◆ **OBJECTIVE**
Please rewrite every line of the items below as a numbered list, leaving out blank lines and the pictures.

◆ **RECORDS TO USE**
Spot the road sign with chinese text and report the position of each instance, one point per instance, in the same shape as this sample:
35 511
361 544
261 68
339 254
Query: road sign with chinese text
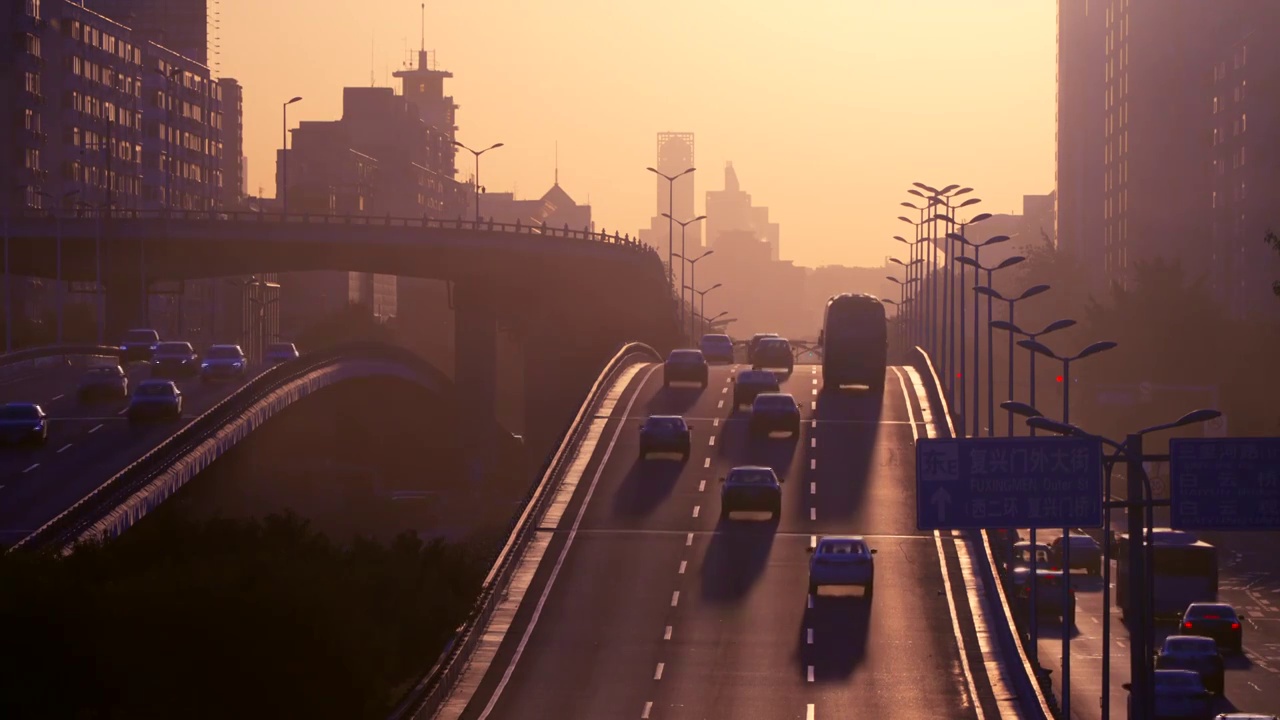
1025 482
1224 483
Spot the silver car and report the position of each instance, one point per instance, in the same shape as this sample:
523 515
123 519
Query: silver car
842 560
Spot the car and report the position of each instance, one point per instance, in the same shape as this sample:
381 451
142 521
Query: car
685 367
223 363
1196 654
23 423
174 360
749 383
1086 554
138 345
755 342
280 352
104 382
1048 593
717 347
750 488
773 354
1215 620
842 560
773 411
155 399
1179 695
664 433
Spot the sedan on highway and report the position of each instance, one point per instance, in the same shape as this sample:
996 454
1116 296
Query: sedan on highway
842 560
223 363
775 411
717 347
749 383
174 360
685 367
23 423
1215 620
138 345
155 399
750 488
664 433
108 382
1196 654
1179 696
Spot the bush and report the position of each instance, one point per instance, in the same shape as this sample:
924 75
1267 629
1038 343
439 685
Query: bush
227 619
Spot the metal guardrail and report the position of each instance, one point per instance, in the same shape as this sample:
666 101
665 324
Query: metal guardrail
72 523
1031 696
428 695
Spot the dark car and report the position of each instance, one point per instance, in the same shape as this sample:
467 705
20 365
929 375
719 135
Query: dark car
1086 554
138 345
155 399
685 367
749 383
108 382
223 363
750 488
23 423
755 342
1215 620
773 354
1196 654
775 411
664 433
717 347
174 360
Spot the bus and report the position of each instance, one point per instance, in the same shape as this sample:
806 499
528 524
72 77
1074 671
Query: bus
1185 572
854 342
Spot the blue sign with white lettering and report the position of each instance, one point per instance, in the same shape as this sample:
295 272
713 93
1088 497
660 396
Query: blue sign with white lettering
1224 483
1023 482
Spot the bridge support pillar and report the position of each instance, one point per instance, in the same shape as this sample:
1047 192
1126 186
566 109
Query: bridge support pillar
475 368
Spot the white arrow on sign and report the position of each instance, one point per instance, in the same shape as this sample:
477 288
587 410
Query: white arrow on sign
941 497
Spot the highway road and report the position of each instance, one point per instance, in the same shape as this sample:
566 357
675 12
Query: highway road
638 601
87 445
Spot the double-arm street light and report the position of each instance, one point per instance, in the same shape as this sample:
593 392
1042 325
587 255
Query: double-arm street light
671 222
992 294
475 183
1139 505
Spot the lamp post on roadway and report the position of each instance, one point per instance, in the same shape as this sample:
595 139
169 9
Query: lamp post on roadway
671 222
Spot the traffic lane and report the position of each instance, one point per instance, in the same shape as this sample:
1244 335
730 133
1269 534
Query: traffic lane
59 477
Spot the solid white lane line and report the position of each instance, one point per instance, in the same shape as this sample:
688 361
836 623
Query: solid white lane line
568 543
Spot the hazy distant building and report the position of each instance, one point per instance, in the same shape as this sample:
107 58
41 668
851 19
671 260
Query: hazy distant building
731 210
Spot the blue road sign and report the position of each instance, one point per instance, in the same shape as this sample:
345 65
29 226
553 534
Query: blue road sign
1024 482
1224 483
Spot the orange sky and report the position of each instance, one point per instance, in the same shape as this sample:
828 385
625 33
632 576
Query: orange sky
828 109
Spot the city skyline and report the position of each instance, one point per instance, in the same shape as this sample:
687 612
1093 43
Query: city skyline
817 203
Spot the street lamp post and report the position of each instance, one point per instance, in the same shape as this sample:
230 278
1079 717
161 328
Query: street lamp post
475 185
682 255
671 226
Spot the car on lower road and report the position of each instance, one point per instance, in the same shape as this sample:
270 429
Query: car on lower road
1196 654
842 560
664 433
23 423
750 488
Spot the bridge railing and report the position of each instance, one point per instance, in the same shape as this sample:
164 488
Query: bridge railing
487 226
428 695
73 523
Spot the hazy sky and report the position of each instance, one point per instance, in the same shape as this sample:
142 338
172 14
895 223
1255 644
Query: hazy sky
828 109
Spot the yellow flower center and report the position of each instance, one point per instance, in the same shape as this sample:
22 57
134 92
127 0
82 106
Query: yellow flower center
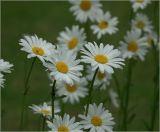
62 67
100 75
38 51
100 58
96 121
63 129
132 46
71 88
140 1
45 112
103 24
140 24
73 43
85 5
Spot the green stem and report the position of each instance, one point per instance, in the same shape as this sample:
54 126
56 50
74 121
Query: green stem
53 98
90 91
43 123
25 94
127 89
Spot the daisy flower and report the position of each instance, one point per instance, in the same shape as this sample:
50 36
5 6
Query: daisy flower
139 4
134 45
98 119
142 22
73 92
63 66
72 39
103 57
36 47
151 37
85 9
106 25
5 66
1 80
65 124
102 79
45 109
114 98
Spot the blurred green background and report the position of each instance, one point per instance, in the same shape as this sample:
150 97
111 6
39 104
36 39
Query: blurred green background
47 19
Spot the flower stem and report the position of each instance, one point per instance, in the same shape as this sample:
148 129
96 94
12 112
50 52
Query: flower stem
90 91
127 90
25 94
53 98
43 123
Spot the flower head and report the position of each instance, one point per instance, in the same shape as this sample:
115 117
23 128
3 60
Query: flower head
102 57
73 92
98 119
63 66
105 25
142 23
65 124
134 45
5 67
72 39
36 47
45 109
139 4
85 9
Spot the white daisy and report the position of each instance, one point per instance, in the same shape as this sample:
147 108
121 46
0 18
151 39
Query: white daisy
134 45
45 109
106 25
139 4
1 80
103 57
85 9
151 37
102 79
65 124
73 92
98 119
114 98
36 47
142 22
5 66
72 39
64 66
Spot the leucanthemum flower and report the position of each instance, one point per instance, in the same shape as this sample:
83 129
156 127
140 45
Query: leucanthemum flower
64 67
106 25
103 57
142 23
85 9
65 124
98 119
1 80
36 47
134 45
114 98
72 39
5 67
45 109
139 4
74 92
102 79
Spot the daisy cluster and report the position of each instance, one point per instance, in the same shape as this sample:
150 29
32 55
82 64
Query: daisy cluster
73 61
5 67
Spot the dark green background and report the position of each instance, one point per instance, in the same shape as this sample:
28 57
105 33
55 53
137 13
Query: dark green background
47 19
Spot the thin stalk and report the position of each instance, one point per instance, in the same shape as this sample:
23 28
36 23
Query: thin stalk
127 89
43 123
25 93
90 91
53 98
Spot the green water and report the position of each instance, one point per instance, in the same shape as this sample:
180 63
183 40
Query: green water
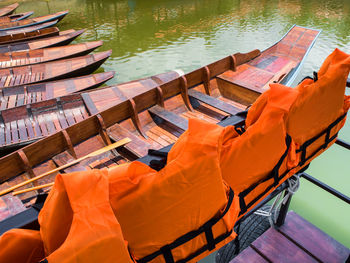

◆ **RESPONSE TO THE TASK**
1. Spot the road sign with chinese text and report the position of each instance, one point per instance, in the same shape as this sample:
2. 35 511
3. 361 544
4. 261 68
5. 339 254
6. Query: road sign with chinese text
7. 1025 482
8. 1224 483
9. Spot the silver car and report the position of each instance, one point per instance, in the same shape as this sample:
10. 523 515
11. 123 519
12. Query: silver car
13. 842 560
14. Spot the car and report the position of each instance, one point per instance, in the same shape as this sample:
15. 381 451
16. 142 521
17. Query: car
18. 685 367
19. 223 363
20. 1196 654
21. 23 423
22. 174 360
23. 749 383
24. 1086 554
25. 138 345
26. 755 342
27. 280 352
28. 104 382
29. 1048 593
30. 717 347
31. 750 488
32. 773 354
33. 1215 620
34. 842 560
35. 773 411
36. 155 399
37. 1179 695
38. 664 433
39. Spot the sedan on highway and report the position of each instance, one point per instance, in the same shape as this sample:
40. 996 454
41. 1116 296
42. Query: sedan on highway
43. 842 560
44. 223 363
45. 775 411
46. 717 347
47. 749 383
48. 174 360
49. 685 367
50. 23 423
51. 1215 620
52. 138 345
53. 155 399
54. 750 488
55. 664 433
56. 108 382
57. 1196 654
58. 1179 696
59. Spot the bush and report the position of each instance, one point per instance, in the same shape as this sample:
60. 924 75
61. 1267 629
62. 1038 343
63. 439 685
64. Query: bush
65. 227 619
66. Spot the metal guardrail and report the position of each instance, one point per instance, in the same shape as this sample:
67. 666 101
68. 665 324
69. Query: metal guardrail
70. 72 523
71. 1031 696
72. 428 695
73. Spot the dark car and report the position of each instance, one point per instance, in the same shape as this sample:
74. 467 705
75. 20 365
76. 929 375
77. 719 135
78. Query: dark car
79. 1086 554
80. 138 345
81. 155 399
82. 685 367
83. 749 383
84. 108 382
85. 223 363
86. 750 488
87. 23 423
88. 755 342
89. 1215 620
90. 773 354
91. 1196 654
92. 775 411
93. 664 433
94. 717 347
95. 174 360
96. Spot the bus and report the position of each instance, one point per instance, in the same shape as this sample:
97. 806 499
98. 528 524
99. 72 77
100. 1074 671
101. Query: bus
102. 1185 572
103. 854 342
104. Spot the blue sign with white lettering and report the position of each instance, one point per instance, in the same shape as this sample:
105. 295 272
106. 713 93
107. 1088 497
108. 660 396
109. Query: blue sign with white lettering
110. 1224 483
111. 1023 482
112. Spot the bridge support pillar and report the position of each instance, one point per instance, in the same shape as this sample:
113. 1047 192
114. 1126 186
115. 566 109
116. Query: bridge support pillar
117. 475 368
118. Spot the white arrow on sign and report the position of each instance, one point per instance, in the same shape as this sample:
119. 477 288
120. 587 410
121. Query: white arrow on sign
122. 941 497
123. Spot the highway road and report the position of each instance, one point per instance, in the same shape as this sample:
124. 566 357
125. 675 12
126. Query: highway road
127. 638 601
128. 87 445
129. Spot the double-arm street light and report the position of each instance, one point per instance, in the same shape as this sample:
130. 593 392
131. 1042 325
132. 587 255
133. Query: double-arm street light
134. 671 222
135. 992 294
136. 475 183
137. 1139 505
138. Spot the lamp post on roadway and report the position of each instance, one point per instance, in the same shape as this sample:
139. 595 139
140. 169 9
141. Query: lamp post on roadway
142. 671 222
143. Spot the traffic lane and report the position of each instance, one point per instance, in the same shape as this sample:
144. 1244 335
145. 730 133
146. 1269 534
147. Query: traffic lane
148. 59 477
149. Spot the solid white lane line and report the position of each instance, one point per instance, in the same shape as this sample:
150. 688 361
151. 836 623
152. Query: solid white lane line
153. 568 543
154. Spot the hazy distant building and report the position of each instance, one point per instance, in the same shape as this sample:
155. 107 58
156. 41 668
157. 851 19
158. 671 260
159. Query: hazy distant building
160. 731 210
161. Spot the blue road sign and report the position of each instance, one point per instance, in the same shape as this sample:
162. 345 65
163. 29 226
164. 553 534
165. Query: blue road sign
166. 1024 482
167. 1224 483
168. Spot the orange sky and report the position of each instance, one point per instance, in the same shape as this sample:
169. 828 385
170. 625 33
171. 632 576
172. Query: orange sky
173. 828 109
174. Spot the city skyline and report the position of each instance, one point per instance, in the same shape as this sample:
175. 687 612
176. 1093 43
177. Query: city skyline
178. 817 203
179. Spot the street lamp post and report the position of each instance, one point per instance, in the same shape as this sample:
180. 230 278
181. 1079 717
182. 161 328
183. Query: street lamp post
184. 475 185
185. 682 255
186. 671 226
187. Spot the car on lower road and report the position of each instance, one point per instance, in the same shape as this sample:
188. 270 429
189. Query: car on lower road
190. 1196 654
191. 842 560
192. 664 433
193. 23 423
194. 750 488
195. Spot the bridge railing and report the position of each instance, one point per instance, in the same shape as this sample:
196. 164 488
197. Query: bridge railing
198. 487 226
199. 428 695
200. 73 523
201. Spot the hazy sky and report the position of each instance, one point per instance, in the same shape as this sample:
202. 142 338
203. 172 14
204. 895 223
205. 1255 644
206. Query: hazy sky
207. 828 109
208. Spot the yellow flower center and report the position of each instance, one point per instance, in the same shape as this sample:
209. 22 57
210. 134 92
211. 127 0
212. 82 106
213. Query: yellow flower center
214. 62 67
215. 100 75
216. 38 51
217. 100 58
218. 96 121
219. 63 129
220. 132 46
221. 71 88
222. 140 1
223. 45 112
224. 103 24
225. 140 24
226. 73 43
227. 85 5
228. Spot the green stem and report the position of each instance, one point per instance, in the same shape as this sample:
229. 54 126
230. 56 50
231. 74 121
232. Query: green stem
233. 53 98
234. 90 91
235. 43 123
236. 25 94
237. 127 89
238. Spot the daisy flower and report the position of each instance, one point per instance, in the same shape as this sample:
239. 50 36
240. 5 6
241. Query: daisy flower
242. 139 4
243. 134 45
244. 98 119
245. 142 22
246. 73 92
247. 63 66
248. 72 39
249. 103 57
250. 36 47
251. 151 37
252. 85 9
253. 106 25
254. 5 66
255. 1 80
256. 65 124
257. 102 79
258. 45 109
259. 114 98
260. Spot the blurred green background and report the position of each instance, one point per instance, in the same shape as this sample:
261. 150 97
262. 111 6
263. 39 104
264. 36 39
265. Query: blurred green background
266. 47 19
267. Spot the flower stem and report the position of each instance, one point per instance, in the same shape as this sample:
268. 148 129
269. 96 94
270. 12 112
271. 50 52
272. Query: flower stem
273. 90 91
274. 127 90
275. 25 94
276. 53 98
277. 43 123
278. Spot the flower head and report the position of each instance, one point per instance, in the same shape as this sample:
279. 115 117
280. 23 128
281. 3 60
282. Query: flower head
283. 102 57
284. 73 92
285. 98 119
286. 63 66
287. 105 25
288. 142 23
289. 65 124
290. 134 45
291. 5 67
292. 72 39
293. 36 47
294. 45 109
295. 139 4
296. 85 9
297. Spot the white daisy and report the position of each instance, one point per instance, in the same shape as this sample:
298. 147 108
299. 121 46
300. 0 18
301. 151 39
302. Query: white daisy
303. 134 45
304. 45 109
305. 106 25
306. 139 4
307. 1 80
308. 103 57
309. 85 9
310. 151 37
311. 102 79
312. 65 124
313. 73 92
314. 98 119
315. 114 98
316. 36 47
317. 142 22
318. 5 66
319. 72 39
320. 64 66
321. Spot the leucanthemum flower and report the position of each instance, one point per instance, in the same shape as this sample:
322. 83 129
323. 156 127
324. 140 45
325. Query: leucanthemum flower
326. 64 67
327. 106 25
328. 103 57
329. 142 23
330. 85 9
331. 65 124
332. 98 119
333. 1 80
334. 36 47
335. 134 45
336. 114 98
337. 72 39
338. 5 67
339. 45 109
340. 139 4
341. 74 92
342. 102 79
343. Spot the daisy cluster and report the position of each instance, one point per instance, in the same shape as this sample:
344. 150 29
345. 32 55
346. 82 64
347. Query: daisy cluster
348. 73 61
349. 5 67
350. Spot the dark green background and report the position of each instance, one point per instance, in the same shape as this sample:
351. 28 57
352. 105 33
353. 55 53
354. 137 13
355. Query: dark green background
356. 47 19
357. Spot the thin stalk and report the position of each instance, one point per instance, in the same shape as this sample:
358. 23 28
359. 36 23
360. Query: thin stalk
361. 127 89
362. 43 123
363. 25 93
364. 90 91
365. 53 98
366. Spot the green water and report the position of each instance, one point per instance, in the same shape as this sample:
367. 180 63
368. 183 40
369. Query: green water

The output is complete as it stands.